Image location labeling entries
***

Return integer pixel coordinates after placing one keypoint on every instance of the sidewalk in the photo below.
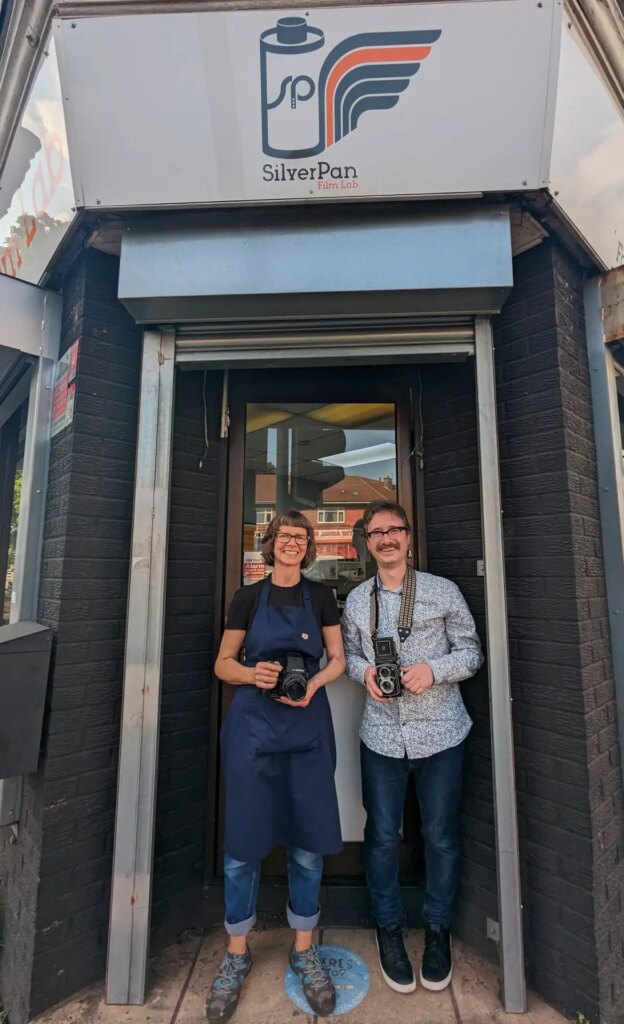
(180, 978)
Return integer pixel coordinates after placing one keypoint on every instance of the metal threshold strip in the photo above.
(316, 346)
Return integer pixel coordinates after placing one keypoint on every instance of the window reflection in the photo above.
(12, 437)
(328, 461)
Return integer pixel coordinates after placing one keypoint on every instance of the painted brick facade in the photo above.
(567, 752)
(182, 800)
(454, 545)
(56, 878)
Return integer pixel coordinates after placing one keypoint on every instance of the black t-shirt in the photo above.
(246, 600)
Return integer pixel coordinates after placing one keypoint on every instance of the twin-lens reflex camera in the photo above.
(388, 670)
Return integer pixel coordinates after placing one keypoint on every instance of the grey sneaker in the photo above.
(316, 982)
(225, 989)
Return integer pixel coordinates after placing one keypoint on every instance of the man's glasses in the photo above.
(300, 541)
(393, 531)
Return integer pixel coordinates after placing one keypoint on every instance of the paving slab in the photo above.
(263, 999)
(168, 974)
(476, 990)
(180, 979)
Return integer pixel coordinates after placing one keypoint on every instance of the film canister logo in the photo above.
(312, 100)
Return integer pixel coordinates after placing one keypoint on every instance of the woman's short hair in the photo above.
(292, 518)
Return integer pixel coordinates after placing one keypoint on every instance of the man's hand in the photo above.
(265, 675)
(417, 678)
(370, 680)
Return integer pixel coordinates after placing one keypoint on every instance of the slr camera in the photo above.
(386, 663)
(292, 681)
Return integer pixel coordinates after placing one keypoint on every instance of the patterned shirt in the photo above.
(444, 637)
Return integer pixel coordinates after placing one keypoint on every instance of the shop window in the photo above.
(12, 435)
(263, 516)
(328, 461)
(330, 515)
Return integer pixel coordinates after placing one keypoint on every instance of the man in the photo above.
(420, 732)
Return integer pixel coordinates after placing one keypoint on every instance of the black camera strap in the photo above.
(408, 600)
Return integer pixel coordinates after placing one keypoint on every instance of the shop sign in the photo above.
(330, 102)
(587, 175)
(36, 192)
(65, 390)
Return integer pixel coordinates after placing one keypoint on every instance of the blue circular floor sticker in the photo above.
(348, 973)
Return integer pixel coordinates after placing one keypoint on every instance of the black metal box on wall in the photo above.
(25, 662)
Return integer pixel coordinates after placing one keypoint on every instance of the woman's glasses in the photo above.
(393, 531)
(299, 540)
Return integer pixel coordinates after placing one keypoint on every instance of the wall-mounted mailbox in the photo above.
(25, 663)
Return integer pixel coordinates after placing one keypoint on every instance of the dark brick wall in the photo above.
(569, 790)
(181, 803)
(58, 872)
(567, 752)
(454, 545)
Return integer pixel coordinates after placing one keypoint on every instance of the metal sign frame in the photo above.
(129, 936)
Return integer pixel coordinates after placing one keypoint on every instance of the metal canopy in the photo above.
(315, 263)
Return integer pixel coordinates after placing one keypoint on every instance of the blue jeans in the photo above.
(243, 881)
(438, 780)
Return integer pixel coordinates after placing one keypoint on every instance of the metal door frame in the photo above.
(129, 938)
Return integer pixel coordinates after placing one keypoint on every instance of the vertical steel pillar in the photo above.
(512, 962)
(132, 866)
(611, 481)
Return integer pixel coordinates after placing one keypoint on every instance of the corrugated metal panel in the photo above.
(444, 342)
(318, 265)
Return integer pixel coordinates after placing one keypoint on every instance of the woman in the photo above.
(279, 757)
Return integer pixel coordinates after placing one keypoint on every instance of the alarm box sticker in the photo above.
(312, 99)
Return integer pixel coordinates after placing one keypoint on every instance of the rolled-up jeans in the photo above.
(243, 881)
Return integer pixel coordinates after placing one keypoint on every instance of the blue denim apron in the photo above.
(280, 761)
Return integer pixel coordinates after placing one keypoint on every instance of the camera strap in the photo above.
(408, 600)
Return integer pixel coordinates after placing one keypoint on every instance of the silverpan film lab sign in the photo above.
(396, 99)
(310, 99)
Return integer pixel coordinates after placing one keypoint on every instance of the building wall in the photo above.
(56, 877)
(454, 546)
(182, 782)
(567, 752)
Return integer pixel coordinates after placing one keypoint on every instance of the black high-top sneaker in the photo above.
(393, 960)
(437, 961)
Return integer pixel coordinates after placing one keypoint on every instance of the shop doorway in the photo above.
(325, 441)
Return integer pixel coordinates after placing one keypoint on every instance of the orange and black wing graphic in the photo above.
(367, 72)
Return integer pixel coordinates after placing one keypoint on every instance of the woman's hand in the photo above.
(313, 686)
(265, 675)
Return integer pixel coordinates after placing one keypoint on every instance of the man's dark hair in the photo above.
(392, 507)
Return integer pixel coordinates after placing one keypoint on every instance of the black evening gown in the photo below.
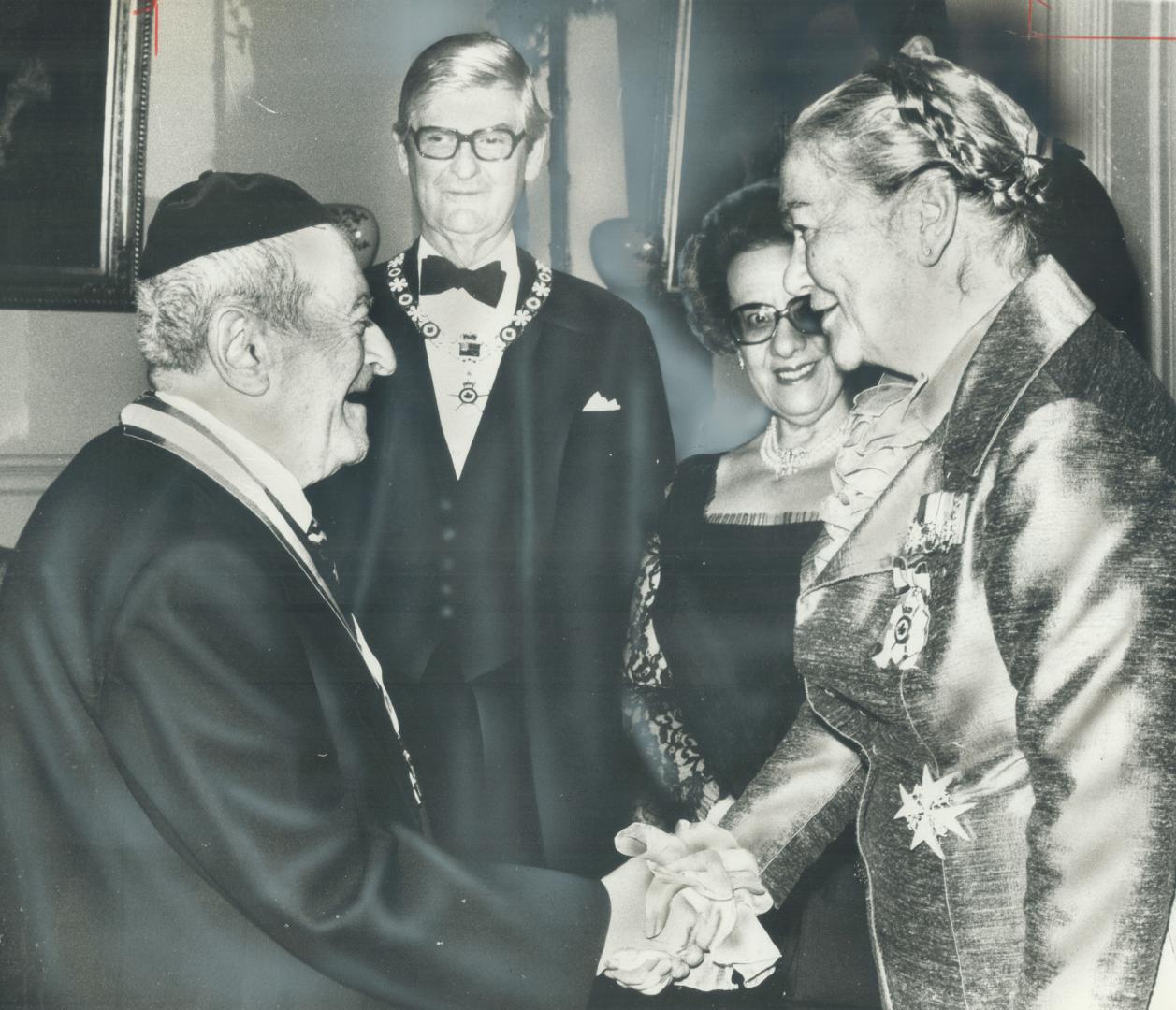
(722, 688)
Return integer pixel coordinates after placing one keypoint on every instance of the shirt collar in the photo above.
(271, 475)
(506, 254)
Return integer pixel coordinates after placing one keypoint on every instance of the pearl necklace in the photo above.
(785, 461)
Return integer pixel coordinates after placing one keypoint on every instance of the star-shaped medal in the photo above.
(929, 812)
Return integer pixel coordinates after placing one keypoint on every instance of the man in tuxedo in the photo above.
(206, 800)
(489, 541)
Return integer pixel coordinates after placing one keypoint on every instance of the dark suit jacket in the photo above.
(202, 803)
(522, 570)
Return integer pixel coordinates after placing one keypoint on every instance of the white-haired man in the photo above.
(518, 455)
(206, 800)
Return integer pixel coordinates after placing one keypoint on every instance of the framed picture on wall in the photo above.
(73, 95)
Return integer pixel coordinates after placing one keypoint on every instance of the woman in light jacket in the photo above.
(987, 625)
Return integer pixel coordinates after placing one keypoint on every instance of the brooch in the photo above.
(938, 524)
(906, 631)
(930, 813)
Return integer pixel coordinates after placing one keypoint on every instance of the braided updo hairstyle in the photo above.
(907, 114)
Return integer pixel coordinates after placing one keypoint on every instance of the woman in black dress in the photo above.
(709, 681)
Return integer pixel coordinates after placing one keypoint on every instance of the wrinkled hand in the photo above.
(704, 895)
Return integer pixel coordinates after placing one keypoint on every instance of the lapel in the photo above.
(352, 703)
(1035, 321)
(517, 394)
(412, 396)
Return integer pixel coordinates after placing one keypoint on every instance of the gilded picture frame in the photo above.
(73, 114)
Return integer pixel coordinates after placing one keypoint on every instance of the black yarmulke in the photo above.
(224, 209)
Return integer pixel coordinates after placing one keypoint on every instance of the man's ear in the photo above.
(240, 350)
(933, 207)
(535, 159)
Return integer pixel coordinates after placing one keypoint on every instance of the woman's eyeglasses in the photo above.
(756, 321)
(493, 144)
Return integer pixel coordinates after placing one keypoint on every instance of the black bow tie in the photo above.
(485, 283)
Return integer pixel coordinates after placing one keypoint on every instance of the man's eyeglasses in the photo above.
(493, 144)
(756, 323)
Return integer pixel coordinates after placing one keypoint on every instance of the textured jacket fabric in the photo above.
(499, 602)
(1041, 708)
(202, 804)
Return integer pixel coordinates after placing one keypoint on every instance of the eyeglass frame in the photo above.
(468, 137)
(797, 311)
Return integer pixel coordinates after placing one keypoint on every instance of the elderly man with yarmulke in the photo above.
(205, 798)
(517, 455)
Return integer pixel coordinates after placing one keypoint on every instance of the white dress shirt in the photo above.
(457, 313)
(270, 476)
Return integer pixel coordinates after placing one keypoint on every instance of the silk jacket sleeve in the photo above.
(799, 802)
(1078, 552)
(225, 741)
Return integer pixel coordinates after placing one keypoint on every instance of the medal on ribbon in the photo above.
(906, 631)
(938, 524)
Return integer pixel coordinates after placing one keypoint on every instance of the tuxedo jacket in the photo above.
(202, 802)
(525, 565)
(1012, 776)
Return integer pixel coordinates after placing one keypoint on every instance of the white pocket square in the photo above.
(599, 402)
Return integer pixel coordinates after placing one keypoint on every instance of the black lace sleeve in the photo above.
(668, 750)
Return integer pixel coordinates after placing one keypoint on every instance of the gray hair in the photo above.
(475, 60)
(908, 114)
(174, 307)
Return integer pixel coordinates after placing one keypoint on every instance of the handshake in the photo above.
(683, 912)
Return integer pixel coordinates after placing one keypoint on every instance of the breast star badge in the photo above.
(930, 813)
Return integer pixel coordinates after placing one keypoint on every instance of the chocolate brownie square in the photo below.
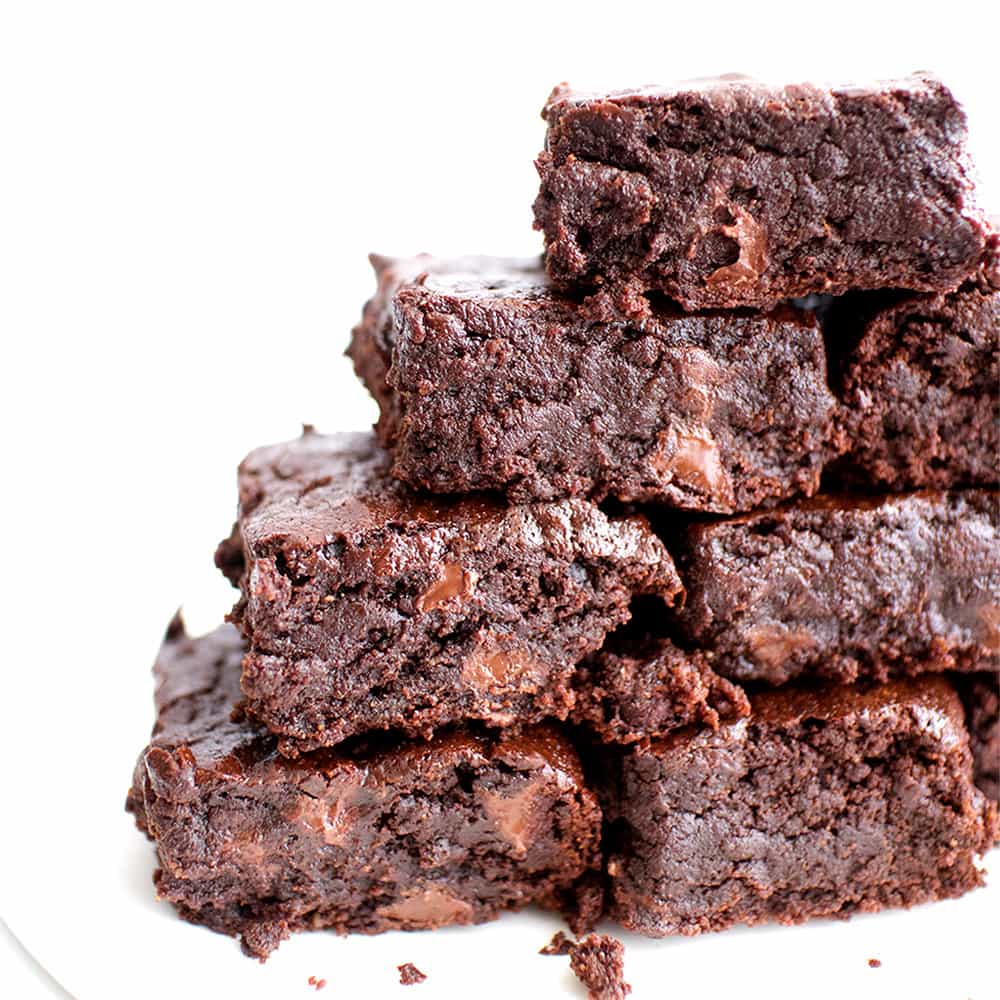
(820, 804)
(728, 192)
(640, 686)
(920, 387)
(380, 837)
(842, 587)
(488, 380)
(368, 606)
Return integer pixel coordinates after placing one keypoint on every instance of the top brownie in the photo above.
(487, 379)
(724, 193)
(368, 606)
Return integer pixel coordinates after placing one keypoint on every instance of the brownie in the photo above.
(728, 192)
(981, 695)
(381, 837)
(368, 606)
(820, 804)
(488, 380)
(841, 587)
(641, 686)
(921, 389)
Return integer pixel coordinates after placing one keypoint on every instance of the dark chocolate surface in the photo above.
(368, 606)
(487, 379)
(821, 803)
(842, 588)
(727, 192)
(408, 836)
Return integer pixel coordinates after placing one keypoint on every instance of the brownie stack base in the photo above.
(815, 806)
(452, 831)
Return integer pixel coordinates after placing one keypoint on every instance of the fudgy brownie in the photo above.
(728, 192)
(487, 379)
(407, 836)
(368, 606)
(638, 686)
(819, 804)
(981, 694)
(841, 587)
(921, 389)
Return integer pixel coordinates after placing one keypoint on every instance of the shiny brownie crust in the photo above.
(405, 836)
(844, 588)
(817, 805)
(727, 192)
(367, 606)
(488, 379)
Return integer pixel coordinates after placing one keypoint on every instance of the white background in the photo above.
(188, 191)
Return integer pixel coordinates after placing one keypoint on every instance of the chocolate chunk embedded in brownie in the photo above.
(819, 804)
(639, 687)
(412, 835)
(729, 192)
(921, 390)
(981, 695)
(487, 379)
(367, 606)
(842, 588)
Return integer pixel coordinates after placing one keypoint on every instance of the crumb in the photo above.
(598, 962)
(559, 945)
(410, 974)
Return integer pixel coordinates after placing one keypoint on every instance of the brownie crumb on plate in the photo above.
(409, 974)
(559, 945)
(598, 961)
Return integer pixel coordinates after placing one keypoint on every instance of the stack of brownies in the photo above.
(668, 587)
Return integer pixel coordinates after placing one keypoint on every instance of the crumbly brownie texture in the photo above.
(369, 607)
(598, 961)
(844, 588)
(727, 192)
(487, 379)
(981, 694)
(642, 687)
(921, 391)
(819, 804)
(419, 835)
(409, 974)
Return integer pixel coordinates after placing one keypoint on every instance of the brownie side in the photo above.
(407, 836)
(921, 391)
(643, 687)
(981, 696)
(728, 192)
(367, 606)
(488, 380)
(842, 588)
(820, 804)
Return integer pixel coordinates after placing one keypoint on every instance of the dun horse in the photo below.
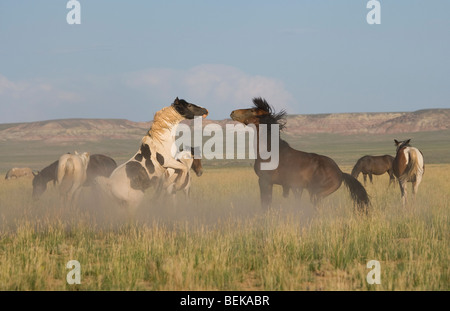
(71, 175)
(128, 182)
(99, 165)
(408, 166)
(374, 165)
(297, 170)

***

Exercise prompt
Repeat word for word the stretch from the line containing "brownies in the photo above." through the end of the rows, leaving the pictures out.

Reply
Return integer pixel coordinates after placing one keypoint on every instance of the stack of brownies in the photo above.
(668, 587)
Return integer pixel coordinates after placing one keypoint on every instance of the crumbly brownie texture in the photo above.
(369, 607)
(598, 961)
(844, 588)
(727, 192)
(487, 379)
(981, 694)
(642, 687)
(921, 391)
(819, 804)
(419, 835)
(409, 974)
Return integer pixel coordinates after placing one keypoint on every instance of the brownie side in the photo above.
(407, 836)
(921, 391)
(643, 687)
(981, 696)
(728, 192)
(367, 606)
(488, 380)
(842, 588)
(820, 804)
Return integer pixel coordinates after placing one keypoint on every instance of the dun horse in the photo below.
(71, 175)
(128, 182)
(99, 165)
(408, 166)
(374, 165)
(297, 170)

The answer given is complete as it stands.